▸ **Document excerpt**:
• • •

Hence, if $s_{2}(n+1)>2$, this
cannot occur. If $s_{2}(n+1)=2$, so $n+1=2^{u}+2^{v}$, $u\neq v$, we have
exactly two odd summands: $\vv(n-2^{u})$ and $\vv(n-2^{v})$, and therefore the sum is even.
Finally, we have only one odd summand iff $n=2^{u}-1$, and this summand is
$\vv(n-2^{u-1})=\vv(2^{u-1}-1)$. We finish by induction. \end{proof}

\indent The congruence properties of the binary composition function modulo higher powers of $2$ were observed  by the author \cite{alkauskas2}. One of these congruences claim that
\begin{eqnarray}
\vv(2^{k})\equiv \mod{8} {16}\text{ for }k\geq 3.\label{ast}
\end{eqnarray}
Unfortunately, despite many efforts to manipulate with (\ref{rec}), this and similar claims were not proved in \cite{alkauskas2} but rather extrapolated from numerical data. This failure suggests the fact that the recurrence (\ref{rec}) alone is insufficient in proving these congruences. Luckily, one can derive some other recurrence relations, much more convenient and powerful.

• • •

▸ **Work instructions**:
**a)** Answer each question from the excerpt on the binary composition function:
(i) When $s_{2}(n+1)=2$, how is $n+1$ written?
(ii) For which $n$ is there only one odd summand?
(iii) Instead of being proved, where were the claimed congruences taken from?
**b)** List every expression that the excerpt on the binary composition function identifies as an odd summand.
The entries that come next are separate material, apart from the excerpt on the binary composition function.

▸ **Record extracts**:
• • •

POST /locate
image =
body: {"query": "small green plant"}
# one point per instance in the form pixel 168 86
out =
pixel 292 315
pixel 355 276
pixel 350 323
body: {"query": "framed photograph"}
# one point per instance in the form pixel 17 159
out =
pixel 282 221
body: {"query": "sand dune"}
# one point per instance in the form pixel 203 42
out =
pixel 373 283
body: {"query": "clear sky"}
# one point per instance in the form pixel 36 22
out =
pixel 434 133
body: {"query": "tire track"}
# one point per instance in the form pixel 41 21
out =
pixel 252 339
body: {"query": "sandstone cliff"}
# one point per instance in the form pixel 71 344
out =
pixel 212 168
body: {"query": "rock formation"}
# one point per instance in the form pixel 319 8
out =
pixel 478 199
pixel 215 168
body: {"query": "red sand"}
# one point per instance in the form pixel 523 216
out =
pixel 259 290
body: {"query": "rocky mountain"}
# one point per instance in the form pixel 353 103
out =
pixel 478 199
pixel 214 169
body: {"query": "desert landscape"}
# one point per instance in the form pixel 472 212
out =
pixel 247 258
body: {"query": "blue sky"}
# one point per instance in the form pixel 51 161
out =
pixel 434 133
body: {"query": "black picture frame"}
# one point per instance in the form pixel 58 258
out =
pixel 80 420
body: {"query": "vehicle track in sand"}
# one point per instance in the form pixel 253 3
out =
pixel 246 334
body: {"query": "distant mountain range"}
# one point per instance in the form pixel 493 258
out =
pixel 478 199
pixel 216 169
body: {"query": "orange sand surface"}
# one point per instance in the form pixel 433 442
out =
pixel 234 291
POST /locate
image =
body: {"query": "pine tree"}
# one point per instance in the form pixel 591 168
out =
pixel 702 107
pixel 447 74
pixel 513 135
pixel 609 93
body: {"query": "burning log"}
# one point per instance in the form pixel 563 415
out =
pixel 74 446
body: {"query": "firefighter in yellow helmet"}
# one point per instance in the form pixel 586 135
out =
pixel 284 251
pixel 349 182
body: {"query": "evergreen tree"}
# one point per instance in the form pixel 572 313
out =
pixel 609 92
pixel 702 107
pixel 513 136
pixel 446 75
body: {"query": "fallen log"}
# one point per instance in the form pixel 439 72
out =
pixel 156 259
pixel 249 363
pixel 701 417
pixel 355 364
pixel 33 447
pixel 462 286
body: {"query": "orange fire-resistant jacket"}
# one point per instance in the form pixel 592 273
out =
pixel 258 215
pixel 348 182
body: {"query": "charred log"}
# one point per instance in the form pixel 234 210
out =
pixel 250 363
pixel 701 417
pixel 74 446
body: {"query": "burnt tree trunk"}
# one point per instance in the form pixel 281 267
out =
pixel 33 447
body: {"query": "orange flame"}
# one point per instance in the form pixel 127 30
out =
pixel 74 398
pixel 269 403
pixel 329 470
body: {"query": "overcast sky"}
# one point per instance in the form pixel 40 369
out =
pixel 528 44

• • •

▸ **Answers for this exercise**:
**a)**
(i) $n+1=2^{u}+2^{v}$, with $u\neq v$.
(ii) $n=2^{u}-1$.
(iii) They were extrapolated from numerical data.

**b)**
$\vv(n-2^{u})$
$\vv(n-2^{v})$
$\vv(n-2^{u-1})$, equal to $\vv(2^{u-1}-1)$